Return each row below verbatim, with the pictures omitted.

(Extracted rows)
* * *
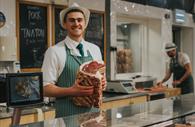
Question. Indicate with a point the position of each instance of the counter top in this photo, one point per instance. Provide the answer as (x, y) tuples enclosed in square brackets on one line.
[(109, 96), (153, 112)]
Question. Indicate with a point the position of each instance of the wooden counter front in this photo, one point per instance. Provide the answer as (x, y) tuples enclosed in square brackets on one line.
[(29, 118)]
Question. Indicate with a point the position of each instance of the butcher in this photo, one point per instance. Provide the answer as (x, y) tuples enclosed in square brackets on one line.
[(62, 61)]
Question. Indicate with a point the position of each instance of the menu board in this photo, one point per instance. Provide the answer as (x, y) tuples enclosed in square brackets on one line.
[(60, 33), (32, 34)]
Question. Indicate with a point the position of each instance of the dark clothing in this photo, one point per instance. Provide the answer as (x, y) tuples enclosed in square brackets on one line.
[(178, 71)]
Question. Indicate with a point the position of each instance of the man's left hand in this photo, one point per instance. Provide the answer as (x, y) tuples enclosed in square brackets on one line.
[(176, 82)]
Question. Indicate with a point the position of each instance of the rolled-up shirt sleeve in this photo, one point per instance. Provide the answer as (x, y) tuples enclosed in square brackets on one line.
[(50, 67)]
* * *
_Finished answer:_
Question. Indicate with a point the position of each instance of the counter top in this photo, one point per instance. Provide the answer as (x, y) tuples enclosed in square brackets on one line.
[(109, 96), (153, 112)]
Question. Indicate with a point the position of each instance of the wooden counter front in this photo, one point per instance. Provide the answer as (x, y) tuples enclosed in square brackets on one line.
[(29, 118)]
Question. Indicate with a point the position of each instance of the butcher in this photo, one point per instance. Provide the answer as (x, y) tuples enclosed in square brackets on one line.
[(62, 61)]
Question. Indicate with a point the position of each instance of the menu board in this photo, one point per instance. Provide the answer as (x, y) tuples enclosed in square brackets on one line.
[(60, 33), (32, 34)]
Question. Indicate with a point the position of each instance of the dark clothing in this photo, one point per instance. Provide the answer as (x, y) tuples enclosed in square brackets on one line.
[(178, 71)]
Question. Indicate with a point the position of each instance of the man's left hand in this photo, one point per instance. Provide the answer as (x, y) tuples enclosed in square brackets on one line.
[(176, 82)]
Question. Indicate with a point the position of each instance of the rolled-up shirt sleeve in this photo, one point per instance. Provide the answer as (x, y) tuples enclosed in square brackets on one line.
[(50, 67)]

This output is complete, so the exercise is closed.